◆ Source excerpt
Ever since I went all spiritual and zen and stuff a couple of years ago, I haven’t managed to read sufficient fiction. I have been devouring novels that fall under ‘self-help’-a rather pitying label, if you ask me. So I’m gonna say I was reading a lot of NON-FICTION. After I figured out who will cry when I die, and how to get from where I am to where I want to be, I am back to good old fiction. With plots, and characters, and conflict.

Here is a recap on some of the fiction novels I’ve recently read.

The Good:

mumbaistan

Mumbaistan by Piyush Jha:

Three novellas come together to form Mumbaistan, each involving plenty of twists and turns that keep you hooked to the plot. The first novella, Bomb Day, sees a prostitute, her lover, and a policeman, playing a deadly game with each other. The stakes are high and nothing is as it seems. In Injectionwala, we are introduced to the malpractices that go on behind the curtain. A policeman chases a vigilante on a killing spree. In Coma Man, a man wakes up from coma after two decades, and sets out in pursuit of his wife-and himself. Mumbai is a character in itself, a sort of catalyst. Fast paced and action packed, this was one book I did not want to be disturbed reading! Jha keeps it crisp and pulls you right in.

Palace of Illusions

The Palace of Illusions by Chitra Banerjee Divakaruni:

Has become one of my all-time favourites. This book is Mahabharata as seen, felt and narrated by Draupadi.. or Panchaali as she liked to be addressed. It doesn’t matter if your grandparents have told you stories from the Mahabharat countless times before. This book will change your perspective completely. Besides, how much would you know about Panchaali anyway? Her character and life is so flat and uni-dimensional in the traditional narration of Mahabharat that you are sure there must be more to her. And there is. A lot, lot more. Her character arc is by far the most superior I have ever read. You will see the main players in the epic mythological tale also differently. Complex, layered and excellently told. Highly recommended.

A word of caution: Reading through the first few chapters, you might find the pace a little tedious, but it’s important to know where Panchaali is coming from, and also, the pace picks up like nobody’s business once she’s married off to Arjun.

Records from a data source:
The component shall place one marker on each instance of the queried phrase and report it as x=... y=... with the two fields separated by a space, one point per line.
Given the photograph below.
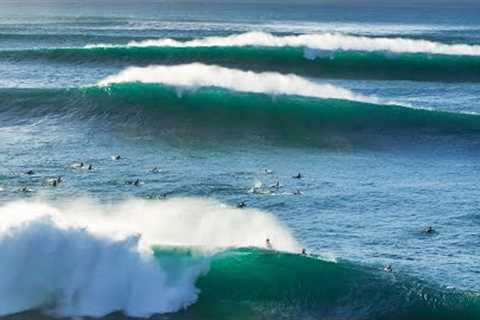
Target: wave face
x=199 y=75
x=95 y=260
x=142 y=258
x=341 y=64
x=255 y=282
x=193 y=100
x=326 y=41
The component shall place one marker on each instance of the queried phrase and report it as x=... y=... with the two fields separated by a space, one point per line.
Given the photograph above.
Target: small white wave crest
x=87 y=259
x=318 y=41
x=197 y=75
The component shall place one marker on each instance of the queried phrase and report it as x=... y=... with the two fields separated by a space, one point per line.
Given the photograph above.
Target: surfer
x=298 y=176
x=276 y=185
x=428 y=230
x=241 y=205
x=78 y=165
x=54 y=182
x=268 y=244
x=25 y=190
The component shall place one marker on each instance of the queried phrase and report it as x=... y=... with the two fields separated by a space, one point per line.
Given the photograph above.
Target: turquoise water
x=376 y=106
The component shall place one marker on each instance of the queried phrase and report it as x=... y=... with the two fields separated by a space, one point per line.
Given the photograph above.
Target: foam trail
x=322 y=41
x=86 y=259
x=200 y=75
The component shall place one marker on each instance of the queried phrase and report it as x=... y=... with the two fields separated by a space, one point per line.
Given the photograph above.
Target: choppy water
x=210 y=105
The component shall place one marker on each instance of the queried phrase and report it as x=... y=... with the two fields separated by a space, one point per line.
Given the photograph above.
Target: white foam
x=87 y=259
x=197 y=75
x=318 y=41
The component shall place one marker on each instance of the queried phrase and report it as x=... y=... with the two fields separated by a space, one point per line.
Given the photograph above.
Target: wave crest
x=97 y=259
x=322 y=41
x=196 y=75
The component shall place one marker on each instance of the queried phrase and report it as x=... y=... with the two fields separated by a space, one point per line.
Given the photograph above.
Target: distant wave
x=197 y=258
x=323 y=41
x=97 y=259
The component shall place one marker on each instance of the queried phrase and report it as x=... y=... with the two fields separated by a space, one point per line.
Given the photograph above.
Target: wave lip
x=322 y=41
x=86 y=259
x=197 y=75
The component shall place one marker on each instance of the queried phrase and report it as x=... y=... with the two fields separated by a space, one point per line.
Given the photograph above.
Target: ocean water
x=213 y=104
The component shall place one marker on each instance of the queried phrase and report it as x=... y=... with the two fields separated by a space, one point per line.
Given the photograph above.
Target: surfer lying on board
x=268 y=244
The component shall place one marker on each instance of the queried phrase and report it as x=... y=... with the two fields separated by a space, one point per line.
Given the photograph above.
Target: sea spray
x=82 y=258
x=197 y=75
x=320 y=41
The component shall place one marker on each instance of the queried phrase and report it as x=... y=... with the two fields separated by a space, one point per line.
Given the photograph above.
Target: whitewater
x=323 y=41
x=197 y=75
x=97 y=259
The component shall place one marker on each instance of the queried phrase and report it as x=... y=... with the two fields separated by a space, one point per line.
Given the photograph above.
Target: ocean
x=149 y=149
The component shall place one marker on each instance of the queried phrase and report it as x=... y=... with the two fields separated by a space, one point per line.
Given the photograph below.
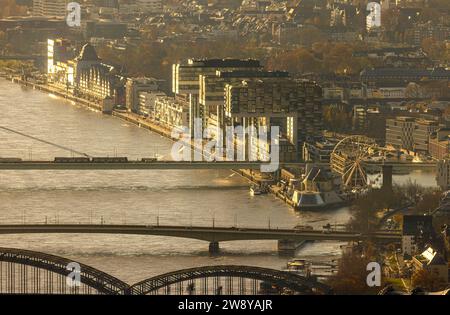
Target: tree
x=428 y=280
x=351 y=277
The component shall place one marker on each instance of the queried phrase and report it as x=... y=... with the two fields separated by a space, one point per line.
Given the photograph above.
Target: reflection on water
x=134 y=197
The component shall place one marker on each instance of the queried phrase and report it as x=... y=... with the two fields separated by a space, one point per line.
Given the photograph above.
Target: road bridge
x=213 y=235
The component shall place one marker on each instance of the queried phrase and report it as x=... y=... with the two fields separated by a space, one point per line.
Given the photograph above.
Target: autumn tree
x=351 y=277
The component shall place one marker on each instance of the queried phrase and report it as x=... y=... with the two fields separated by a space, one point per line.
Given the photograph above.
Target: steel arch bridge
x=229 y=279
x=30 y=272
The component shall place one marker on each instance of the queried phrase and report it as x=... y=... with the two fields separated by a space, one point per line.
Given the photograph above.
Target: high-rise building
x=294 y=106
x=150 y=6
x=399 y=132
x=421 y=134
x=186 y=79
x=136 y=85
x=54 y=8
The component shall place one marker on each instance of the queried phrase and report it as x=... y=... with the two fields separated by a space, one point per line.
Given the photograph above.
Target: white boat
x=255 y=190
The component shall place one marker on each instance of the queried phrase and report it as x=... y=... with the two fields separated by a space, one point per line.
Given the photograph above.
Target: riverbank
x=254 y=177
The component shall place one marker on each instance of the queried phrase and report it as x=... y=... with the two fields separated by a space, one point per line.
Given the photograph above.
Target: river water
x=174 y=196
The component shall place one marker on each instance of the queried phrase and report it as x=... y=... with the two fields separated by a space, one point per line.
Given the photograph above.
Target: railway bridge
x=30 y=272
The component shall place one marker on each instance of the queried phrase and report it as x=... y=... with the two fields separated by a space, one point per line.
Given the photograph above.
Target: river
x=174 y=196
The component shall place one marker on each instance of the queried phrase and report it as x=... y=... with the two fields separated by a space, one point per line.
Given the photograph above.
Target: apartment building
x=421 y=134
x=439 y=143
x=53 y=8
x=294 y=106
x=399 y=132
x=134 y=86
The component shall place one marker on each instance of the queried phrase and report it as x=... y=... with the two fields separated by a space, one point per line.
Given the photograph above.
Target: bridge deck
x=210 y=234
x=168 y=165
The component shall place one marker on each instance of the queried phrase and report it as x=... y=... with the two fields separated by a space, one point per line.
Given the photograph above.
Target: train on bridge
x=84 y=160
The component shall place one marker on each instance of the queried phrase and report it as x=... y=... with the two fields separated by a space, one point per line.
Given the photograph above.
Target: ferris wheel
x=347 y=159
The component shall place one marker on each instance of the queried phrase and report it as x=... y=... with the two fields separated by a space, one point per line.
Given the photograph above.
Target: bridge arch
x=221 y=281
x=25 y=271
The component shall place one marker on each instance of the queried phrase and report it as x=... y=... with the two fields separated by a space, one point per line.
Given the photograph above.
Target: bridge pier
x=214 y=248
x=288 y=247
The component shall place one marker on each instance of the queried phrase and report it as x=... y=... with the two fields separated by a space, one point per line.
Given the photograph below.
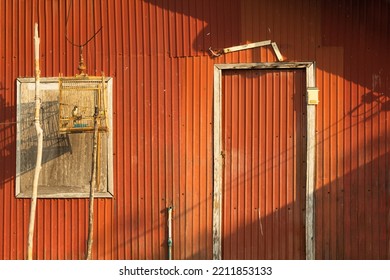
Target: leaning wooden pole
x=39 y=150
x=93 y=185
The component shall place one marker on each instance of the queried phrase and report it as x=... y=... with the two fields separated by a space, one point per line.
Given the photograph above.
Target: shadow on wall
x=54 y=144
x=277 y=231
x=334 y=33
x=7 y=139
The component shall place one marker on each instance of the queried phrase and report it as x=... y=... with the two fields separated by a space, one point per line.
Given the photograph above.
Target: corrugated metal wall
x=156 y=53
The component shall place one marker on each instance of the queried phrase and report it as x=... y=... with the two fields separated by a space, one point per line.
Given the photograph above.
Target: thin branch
x=39 y=150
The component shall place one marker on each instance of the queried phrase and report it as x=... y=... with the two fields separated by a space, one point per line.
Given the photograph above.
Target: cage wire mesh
x=78 y=98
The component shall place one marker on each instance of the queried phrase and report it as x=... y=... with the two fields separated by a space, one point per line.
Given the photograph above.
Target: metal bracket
x=216 y=53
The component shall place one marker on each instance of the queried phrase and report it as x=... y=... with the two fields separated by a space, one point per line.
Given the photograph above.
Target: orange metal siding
x=155 y=51
x=264 y=167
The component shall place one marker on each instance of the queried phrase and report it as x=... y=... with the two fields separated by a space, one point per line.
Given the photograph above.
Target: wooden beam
x=310 y=169
x=310 y=152
x=218 y=166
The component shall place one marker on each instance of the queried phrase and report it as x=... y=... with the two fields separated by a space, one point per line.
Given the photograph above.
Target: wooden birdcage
x=81 y=99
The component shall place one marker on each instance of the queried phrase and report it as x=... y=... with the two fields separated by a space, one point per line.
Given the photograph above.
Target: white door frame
x=218 y=152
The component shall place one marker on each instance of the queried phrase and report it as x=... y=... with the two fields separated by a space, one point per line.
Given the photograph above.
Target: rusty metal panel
x=264 y=152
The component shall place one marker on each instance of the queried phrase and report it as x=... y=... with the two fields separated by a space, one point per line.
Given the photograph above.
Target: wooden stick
x=92 y=186
x=39 y=150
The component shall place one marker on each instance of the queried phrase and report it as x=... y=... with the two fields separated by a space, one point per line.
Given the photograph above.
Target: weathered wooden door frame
x=218 y=153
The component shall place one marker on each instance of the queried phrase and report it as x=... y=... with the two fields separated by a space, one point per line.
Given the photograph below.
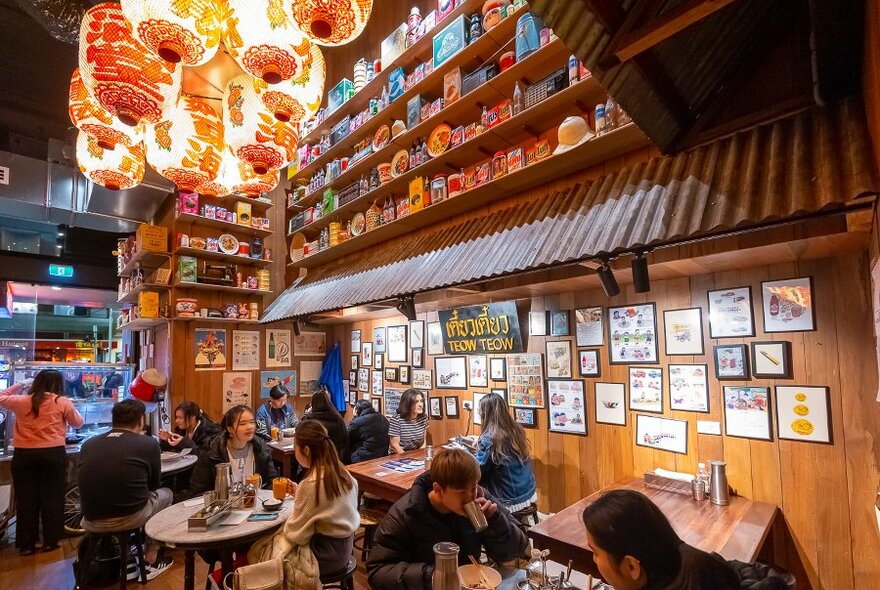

◆ Task list
1) According to the book recap, how long was the man in Coma Man in a coma?
2) Extend the book recap, picking up right after its final sentence.

◆ Answers given
1) Two decades.

2)
The Bad:

Inheritance of Loss

The Inheritance of Loss by Kiran Desai:

As you may or may not know, I like reading fiction by Indian authors. I was, thus, mighty excited to read this 2006 Man Booker winner. Was I disappointed or what. The novel seriously drags. I found it difficult to finish it. Nothing really ‘happens’ during the first 200 pages or so. I didn’t care much for the few main characters either. You don’t fully understand their actions or thought process. It just didn’t sustain my interest. Maybe I am missing something, but I just can’t fathom HOW this book can win the Man Booker.

Winner-Stands-Alone,-The---Paulo-Coelho-925104426-1264887-1

The Winner Stands Alone by Paulo Coelho:

This book is just one long (375 pages long) rant about the rich and famous of Hollywood.. who, without exception, lead unsatisfied, miserable, materialistic lives full of greed and worry. That is how Coelho portrays makes it seem. I think he should stick to fables and magical tales to get his point across. As a fiction novel, The Winner Stands Alone falls flat on it face. I used to be a big fan of Coelho and his teachings, but this book was really disastrous. Big disappointment.

The Okay:

The Wednesday Soul

The Wednesday Soul by Sorabh Pant:

I felt very good about myself buying this book because I’m all for supporting Indian stand up comedians and when one of them writes a book, of course you have to buy it. I began reading The Wednesday Soul on a bus journey to a neighbouring city, which was perfect because this is the kind of novel you need to read while travelling. The novel follows Nyra Dubey’s journey into afterlife, where all sorts of crazy unimaginable things happen. Involves dog-men, Eledactyls (Elephant-Pterodactyl), guards who go rogue and a final war in space. Overall, the book is rather okay. Fun at times and ‘trying too hard’ at times.

Have you read any of these books? Would love to know your thoughts on them.

Book recommendations are also welcome.

Manali

Psst.. In the past, I have written about books here and here.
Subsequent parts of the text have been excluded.